(RECORDS FOR THIS TASK Opens)

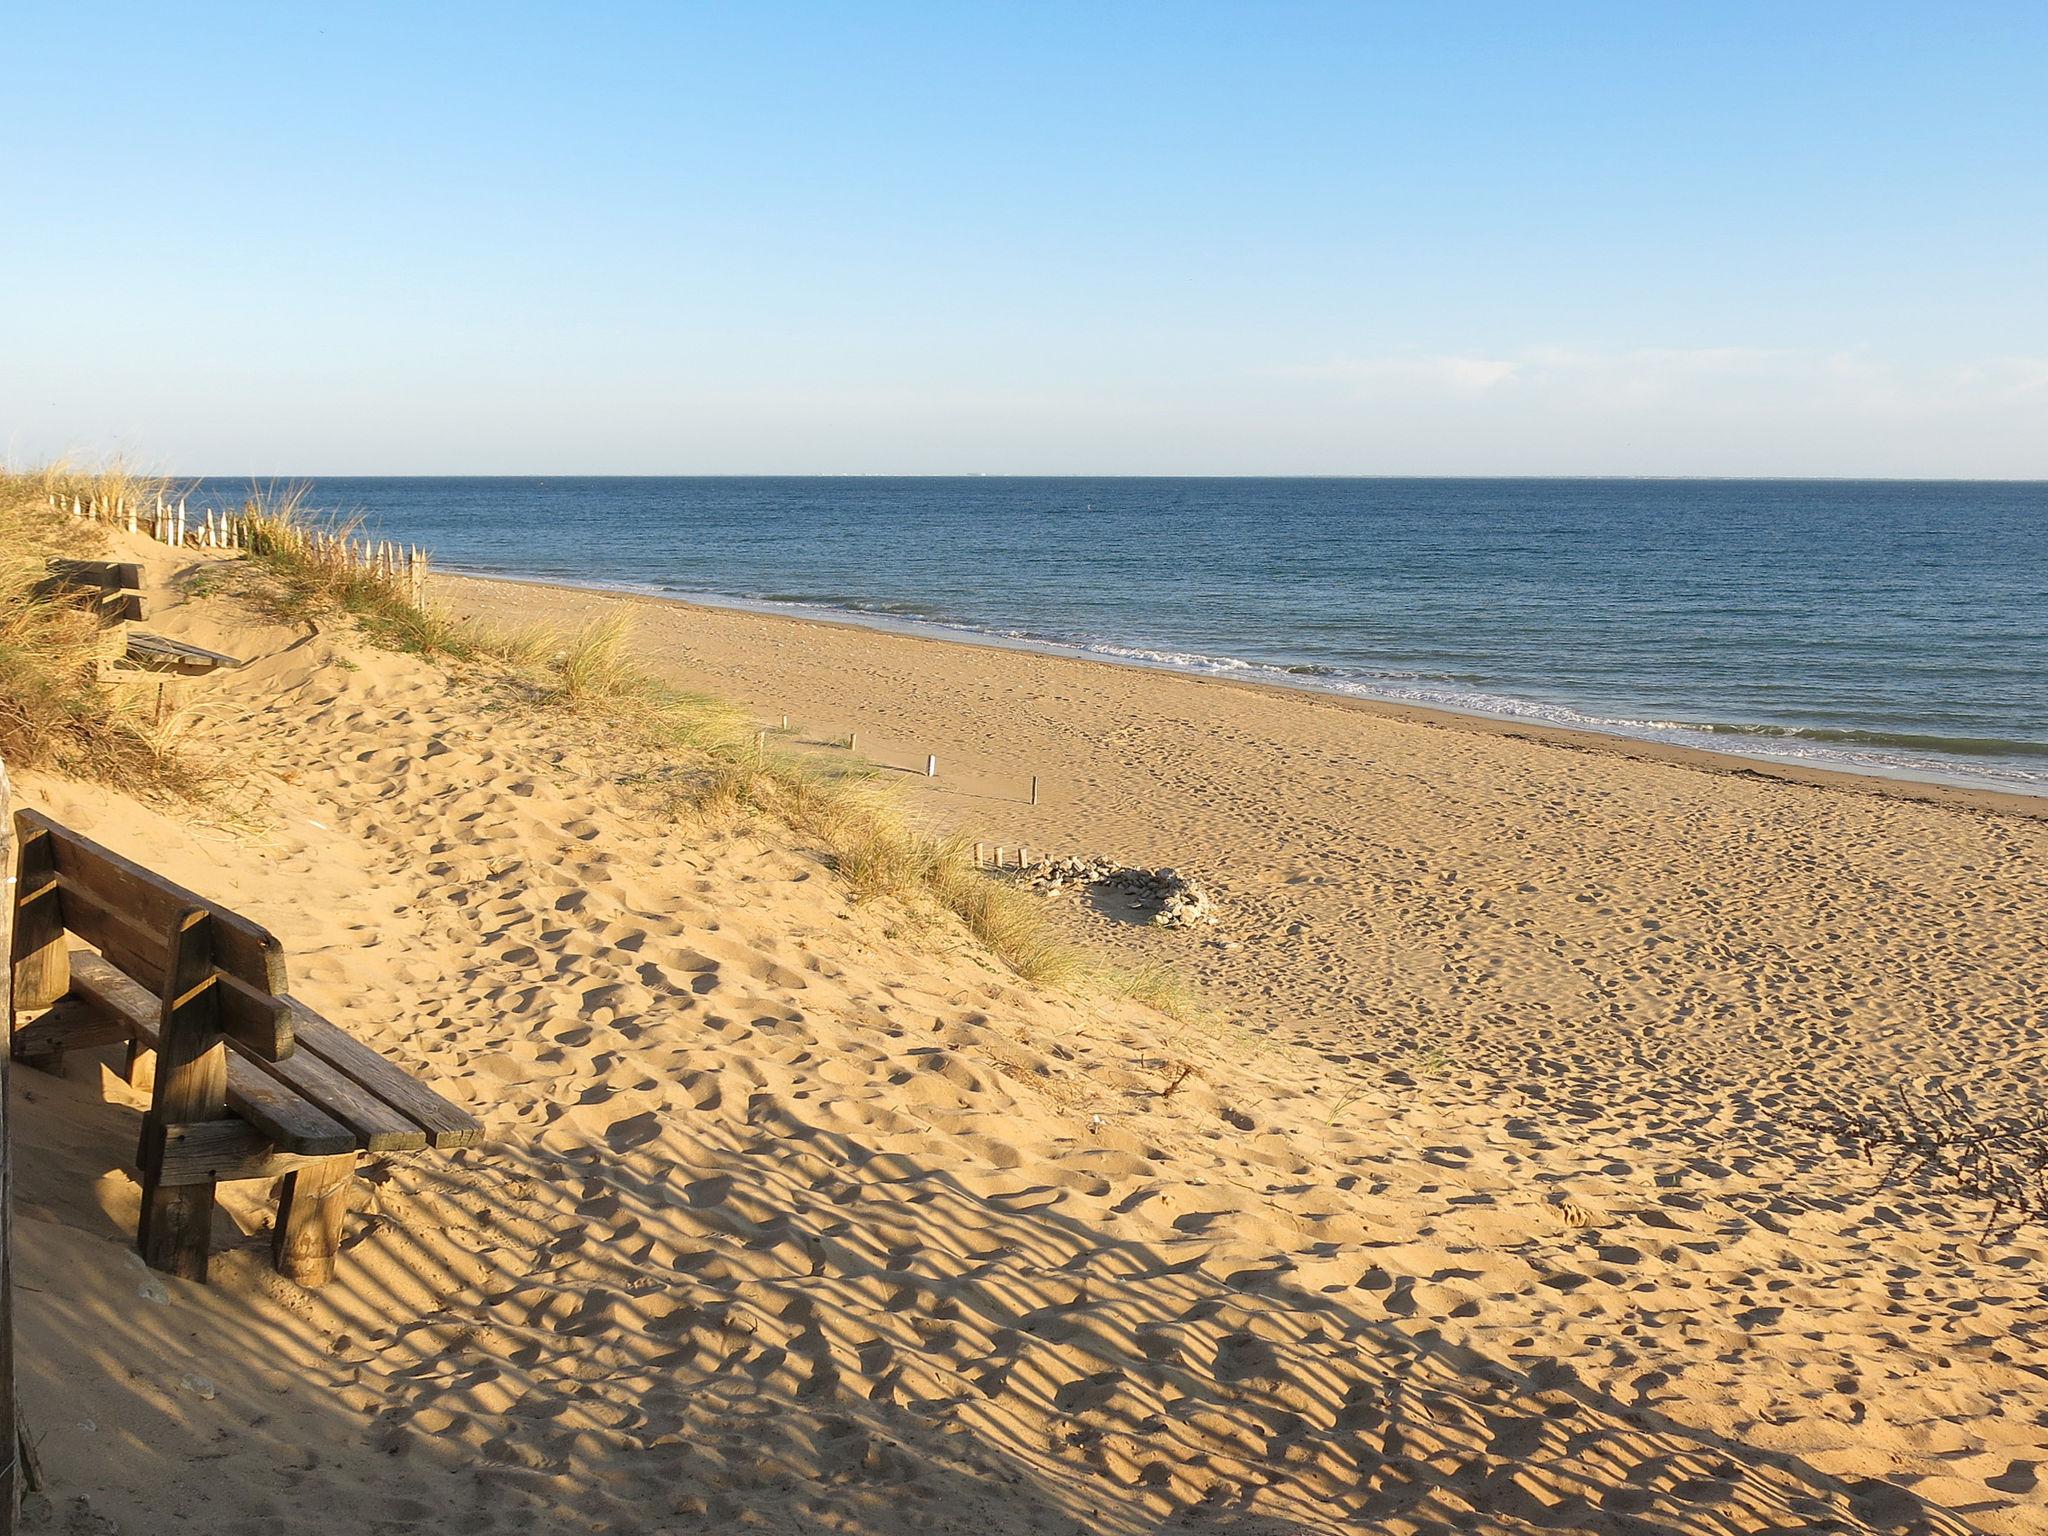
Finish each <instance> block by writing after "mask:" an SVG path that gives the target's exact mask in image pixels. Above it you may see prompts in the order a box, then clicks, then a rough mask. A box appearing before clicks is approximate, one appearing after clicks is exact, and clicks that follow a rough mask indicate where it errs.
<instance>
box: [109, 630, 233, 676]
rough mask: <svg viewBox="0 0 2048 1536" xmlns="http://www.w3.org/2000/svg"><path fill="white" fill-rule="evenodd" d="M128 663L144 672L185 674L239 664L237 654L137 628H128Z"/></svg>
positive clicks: (127, 655)
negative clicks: (169, 672)
mask: <svg viewBox="0 0 2048 1536" xmlns="http://www.w3.org/2000/svg"><path fill="white" fill-rule="evenodd" d="M127 662H129V666H137V668H143V670H145V672H184V674H188V676H199V674H205V672H213V670H215V668H238V666H242V662H238V659H236V657H231V655H221V653H219V651H209V649H207V647H205V645H190V643H186V641H174V639H170V637H168V635H150V633H145V631H139V629H131V631H129V637H127Z"/></svg>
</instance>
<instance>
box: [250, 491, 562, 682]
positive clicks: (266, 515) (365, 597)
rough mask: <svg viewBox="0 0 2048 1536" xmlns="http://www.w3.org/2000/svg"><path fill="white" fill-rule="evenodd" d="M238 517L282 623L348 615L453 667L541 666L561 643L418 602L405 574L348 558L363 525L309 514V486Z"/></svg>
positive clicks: (423, 602)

(RECORDS FOR THIS TASK Closes)

**TASK ITEM:** In the copy, include no pictures; transcribe every record above verbatim.

**SOLUTION BELOW:**
Finish each <instance> block by writing after "mask:" an SVG path that gives the target's exact mask in image pixels. Above it you may see prompts in the order a box, then clicks, then a rough mask. A box appearing before clicks is approximate, one appearing after clicks is exact, and clicks that follow a rough mask indicate where it errs.
<instance>
box: [109, 630, 233, 676]
rough mask: <svg viewBox="0 0 2048 1536" xmlns="http://www.w3.org/2000/svg"><path fill="white" fill-rule="evenodd" d="M128 663L144 672L185 674L239 664L237 654L137 628H128Z"/></svg>
positive clicks: (127, 655)
negative clicks: (169, 672)
mask: <svg viewBox="0 0 2048 1536" xmlns="http://www.w3.org/2000/svg"><path fill="white" fill-rule="evenodd" d="M127 662H129V666H137V668H143V670H145V672H184V674H188V676H199V674H205V672H213V670H215V668H238V666H242V662H238V659H236V657H231V655H221V653H219V651H209V649H207V647H205V645H190V643H186V641H174V639H170V637H168V635H150V633H145V631H139V629H131V631H129V637H127Z"/></svg>
</instance>
<instance>
box: [250, 491, 562, 682]
positive clicks: (266, 515) (365, 597)
rough mask: <svg viewBox="0 0 2048 1536" xmlns="http://www.w3.org/2000/svg"><path fill="white" fill-rule="evenodd" d="M238 517L282 623L348 615L453 667L541 666L561 643L418 602L405 574L348 558L363 525L309 514V486Z"/></svg>
positive clicks: (423, 602)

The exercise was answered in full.